#### [Text section]
----------

The partial lifting of the measure comes after the local stock market staged a strong recovery following a coronavirus-driven market rout over the past year and was trading at near record highs on the back of heavy retail trading.

“We made the decision to minimise any shock on the market by resuming short selling partially,” Eun Sung-soo, head of the Financial Services Commission, said on Wednesday.

The ban had been scheduled to expire on March 15 but will be lifted for stocks on the benchmark Kospi 200 index and the junior Kosdaq 150 index, after by-elections slated for mid-April, according to the FSC.

But short selling for more than 2,000 companies listed on the market will continue to be prohibited. Lawmakers have demanded tougher screening of illegal short-selling practices and expanding retail investors’ access to stock borrowing.

“It is a compromise because regulators are well aware of the need for short selling but they can’t ignore the public opinion against it,” said Hwang Seiwoon, a researcher at Korea Capital Markets Institute. “Still, it will likely satisfy hedge funds and institutions as short selling had been mostly focused on large-cap shares.”

----------

Retype the text on South Korea's partial lifting of its short-selling ban in full, word for word.

(Data records)
----------

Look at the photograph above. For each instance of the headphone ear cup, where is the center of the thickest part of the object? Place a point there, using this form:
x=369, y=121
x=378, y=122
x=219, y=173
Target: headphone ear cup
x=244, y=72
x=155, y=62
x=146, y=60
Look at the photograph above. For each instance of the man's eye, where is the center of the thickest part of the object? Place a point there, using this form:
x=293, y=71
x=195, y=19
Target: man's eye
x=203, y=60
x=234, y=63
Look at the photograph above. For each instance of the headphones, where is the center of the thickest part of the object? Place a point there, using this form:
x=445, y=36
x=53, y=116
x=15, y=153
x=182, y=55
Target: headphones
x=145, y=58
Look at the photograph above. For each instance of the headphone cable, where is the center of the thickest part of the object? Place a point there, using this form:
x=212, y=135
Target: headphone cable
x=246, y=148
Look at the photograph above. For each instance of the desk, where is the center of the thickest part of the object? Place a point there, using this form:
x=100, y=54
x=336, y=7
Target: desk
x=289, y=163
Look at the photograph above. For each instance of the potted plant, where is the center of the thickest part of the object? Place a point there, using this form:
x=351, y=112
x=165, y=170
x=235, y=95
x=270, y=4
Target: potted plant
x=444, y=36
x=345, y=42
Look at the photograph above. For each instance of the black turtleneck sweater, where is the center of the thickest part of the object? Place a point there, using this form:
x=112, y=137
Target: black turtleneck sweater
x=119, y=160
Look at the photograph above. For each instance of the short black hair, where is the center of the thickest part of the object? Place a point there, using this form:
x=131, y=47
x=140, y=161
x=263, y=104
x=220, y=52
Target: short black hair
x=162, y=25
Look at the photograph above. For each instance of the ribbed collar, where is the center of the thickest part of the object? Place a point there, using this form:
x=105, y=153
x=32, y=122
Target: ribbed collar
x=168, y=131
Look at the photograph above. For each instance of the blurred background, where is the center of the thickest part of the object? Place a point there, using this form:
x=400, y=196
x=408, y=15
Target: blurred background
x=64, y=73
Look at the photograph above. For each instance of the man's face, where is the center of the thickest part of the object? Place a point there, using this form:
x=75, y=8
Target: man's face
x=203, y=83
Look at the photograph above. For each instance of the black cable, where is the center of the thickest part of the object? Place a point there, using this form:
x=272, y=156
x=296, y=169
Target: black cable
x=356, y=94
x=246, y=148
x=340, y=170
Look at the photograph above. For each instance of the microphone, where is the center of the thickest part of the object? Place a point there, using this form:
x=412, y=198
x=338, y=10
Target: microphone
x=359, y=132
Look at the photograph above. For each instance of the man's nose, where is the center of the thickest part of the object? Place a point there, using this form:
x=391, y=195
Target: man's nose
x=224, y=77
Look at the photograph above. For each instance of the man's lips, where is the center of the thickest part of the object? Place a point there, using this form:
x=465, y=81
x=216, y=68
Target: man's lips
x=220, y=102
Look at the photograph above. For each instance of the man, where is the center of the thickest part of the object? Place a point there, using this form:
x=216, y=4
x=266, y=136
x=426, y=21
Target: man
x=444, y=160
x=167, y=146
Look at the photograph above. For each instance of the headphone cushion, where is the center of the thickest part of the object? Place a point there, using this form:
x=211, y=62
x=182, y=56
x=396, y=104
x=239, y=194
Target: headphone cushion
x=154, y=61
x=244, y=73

----------

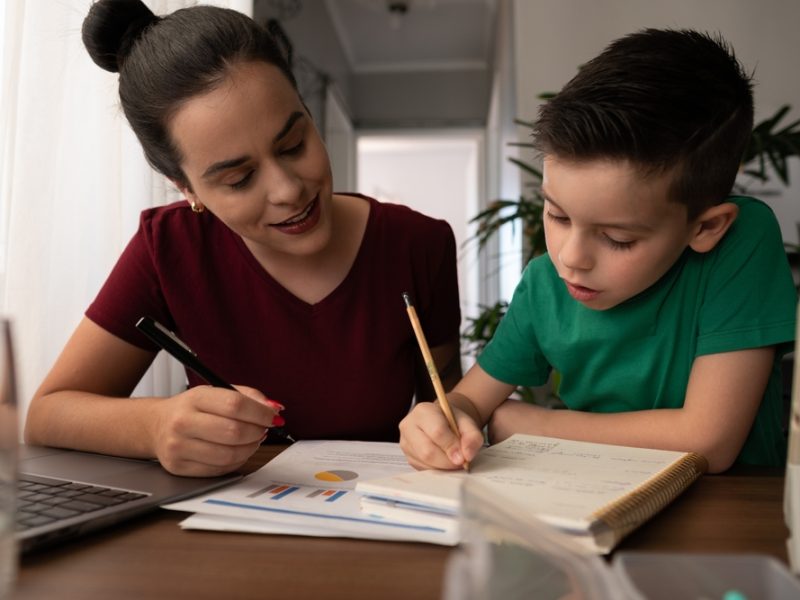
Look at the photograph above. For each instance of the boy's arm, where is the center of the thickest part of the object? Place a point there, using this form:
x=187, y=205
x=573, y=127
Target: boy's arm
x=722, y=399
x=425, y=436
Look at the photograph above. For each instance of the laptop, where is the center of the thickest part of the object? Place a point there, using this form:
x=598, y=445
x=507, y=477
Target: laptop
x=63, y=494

----------

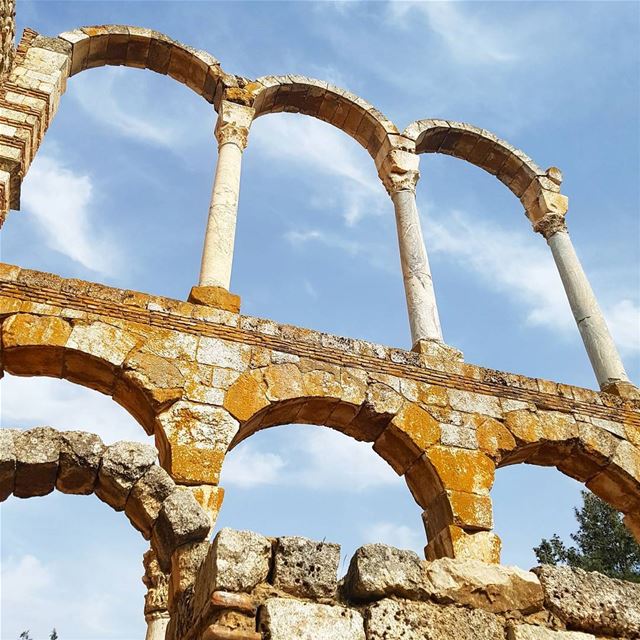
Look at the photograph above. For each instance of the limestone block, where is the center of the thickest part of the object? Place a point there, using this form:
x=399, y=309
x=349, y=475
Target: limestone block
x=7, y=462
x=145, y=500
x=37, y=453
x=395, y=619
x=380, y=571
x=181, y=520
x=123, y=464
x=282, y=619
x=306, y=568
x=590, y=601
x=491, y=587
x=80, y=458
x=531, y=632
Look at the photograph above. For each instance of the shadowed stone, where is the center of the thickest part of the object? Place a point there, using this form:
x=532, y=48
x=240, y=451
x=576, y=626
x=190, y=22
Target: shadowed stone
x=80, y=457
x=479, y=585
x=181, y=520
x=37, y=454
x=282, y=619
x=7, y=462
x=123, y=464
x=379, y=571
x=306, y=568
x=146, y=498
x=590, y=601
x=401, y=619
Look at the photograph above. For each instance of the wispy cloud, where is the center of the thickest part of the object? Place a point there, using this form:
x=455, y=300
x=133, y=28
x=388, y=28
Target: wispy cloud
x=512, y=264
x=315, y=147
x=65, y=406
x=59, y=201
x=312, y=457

----------

#### [Written answer]
The partial lifting of the measure comes after the local stock market staged a strong recovery following a coronavirus-driven market rout over the past year and was trading at near record highs on the back of heavy retail trading.

“We made the decision to minimise any shock on the market by resuming short selling partially,” Eun Sung-soo, head of the Financial Services Commission, said on Wednesday.

The ban had been scheduled to expire on March 15 but will be lifted for stocks on the benchmark Kospi 200 index and the junior Kosdaq 150 index, after by-elections slated for mid-April, according to the FSC.

But short selling for more than 2,000 companies listed on the market will continue to be prohibited. Lawmakers have demanded tougher screening of illegal short-selling practices and expanding retail investors’ access to stock borrowing.

“It is a compromise because regulators are well aware of the need for short selling but they can’t ignore the public opinion against it,” said Hwang Seiwoon, a researcher at Korea Capital Markets Institute. “Still, it will likely satisfy hedge funds and institutions as short selling had been mostly focused on large-cap shares.”